--- ACTIVITIES ---
1/ In the passage on PCA for genomics data, what kind of routines are used to implement principal components analysis?
2/ Write the next part of the passage on PCA for genomics data, starting after its last sentence.

--- QUOTED PASSAGE ---
- - -

Data for genome-wide association studies (GWAS) involve extremely large matrices with small nonnegative integer entries representing deviations from a reference genome. Principal components analysis (PCA) is traditionally used to identify clusters reflecting subpopulation structure in genomics populations.
We present implementations of high performance principal components analysis using Golub-Kahan-Lanczos (GKL) iterative bidiagonalization routines written in pure Julia. We demonstrate out of core computation on data stored on external files and databases, showing how Julia's user-extensible type system and generic functions with multimethods (multiple dispatch) allow for flexible and convenient definitions of new types reflecting new data structures, such as matrices stored in HDF5 files or in an array database. Operator overloading also allows for a natural expression of elementary operations such as matrix-vector products that exploit detailed knowledge of underlying storage formats and layouts for improved performance.

- - -

Excerpts from a dataset
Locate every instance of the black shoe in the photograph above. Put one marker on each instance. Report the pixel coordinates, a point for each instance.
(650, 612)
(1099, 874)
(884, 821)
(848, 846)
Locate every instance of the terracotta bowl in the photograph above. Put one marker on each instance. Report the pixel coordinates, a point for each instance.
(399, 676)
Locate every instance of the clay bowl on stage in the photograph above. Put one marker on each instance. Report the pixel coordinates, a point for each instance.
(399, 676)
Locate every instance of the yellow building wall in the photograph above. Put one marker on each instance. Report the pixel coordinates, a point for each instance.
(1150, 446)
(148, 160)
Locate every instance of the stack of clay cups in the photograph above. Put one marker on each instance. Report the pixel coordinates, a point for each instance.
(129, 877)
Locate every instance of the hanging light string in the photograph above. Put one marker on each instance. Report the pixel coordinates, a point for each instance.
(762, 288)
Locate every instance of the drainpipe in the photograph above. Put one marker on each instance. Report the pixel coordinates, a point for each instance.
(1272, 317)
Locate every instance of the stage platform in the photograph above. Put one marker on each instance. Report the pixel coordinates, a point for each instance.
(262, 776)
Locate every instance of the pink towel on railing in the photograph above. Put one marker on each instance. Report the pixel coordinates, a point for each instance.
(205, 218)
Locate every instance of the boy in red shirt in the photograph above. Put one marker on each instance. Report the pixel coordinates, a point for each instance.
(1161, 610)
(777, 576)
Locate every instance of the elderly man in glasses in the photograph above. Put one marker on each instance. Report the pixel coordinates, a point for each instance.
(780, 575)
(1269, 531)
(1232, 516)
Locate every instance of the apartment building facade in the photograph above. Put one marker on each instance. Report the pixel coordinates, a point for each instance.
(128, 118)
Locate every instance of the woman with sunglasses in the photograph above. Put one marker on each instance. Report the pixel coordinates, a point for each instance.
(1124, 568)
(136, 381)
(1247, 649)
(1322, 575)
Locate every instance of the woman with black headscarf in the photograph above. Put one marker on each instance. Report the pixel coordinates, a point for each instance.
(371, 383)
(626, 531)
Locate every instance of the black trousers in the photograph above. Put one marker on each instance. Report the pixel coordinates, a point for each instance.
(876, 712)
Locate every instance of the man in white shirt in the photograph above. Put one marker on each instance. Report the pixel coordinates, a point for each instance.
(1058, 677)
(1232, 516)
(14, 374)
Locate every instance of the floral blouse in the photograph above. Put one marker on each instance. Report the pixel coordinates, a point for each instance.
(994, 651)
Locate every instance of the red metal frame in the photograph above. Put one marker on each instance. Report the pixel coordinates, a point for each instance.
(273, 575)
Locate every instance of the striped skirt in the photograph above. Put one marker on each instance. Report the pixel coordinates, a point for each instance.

- - -

--- RESPONSES TO THE EXERCISE ---
1/ Golub-Kahan-Lanczos (GKL) iterative bidiagonalization routines written in pure Julia.

2/
We compare our implementation of principal components analysis with existing tools designed for GWAS data, such as EIGENSOFT, FlashPCA and FastPCA. We show that in many cases, iterative bidiagonalization outperforms other methods implemented in these existing tools, such as randomized subspace iteration. We explore how convergence of GKL iterates and auxiliary quantities used in practical roundoff control strategies, such as the -recurrence coefficients in partial reorthogonalization reflect underlying structure latent in genomics data matrices.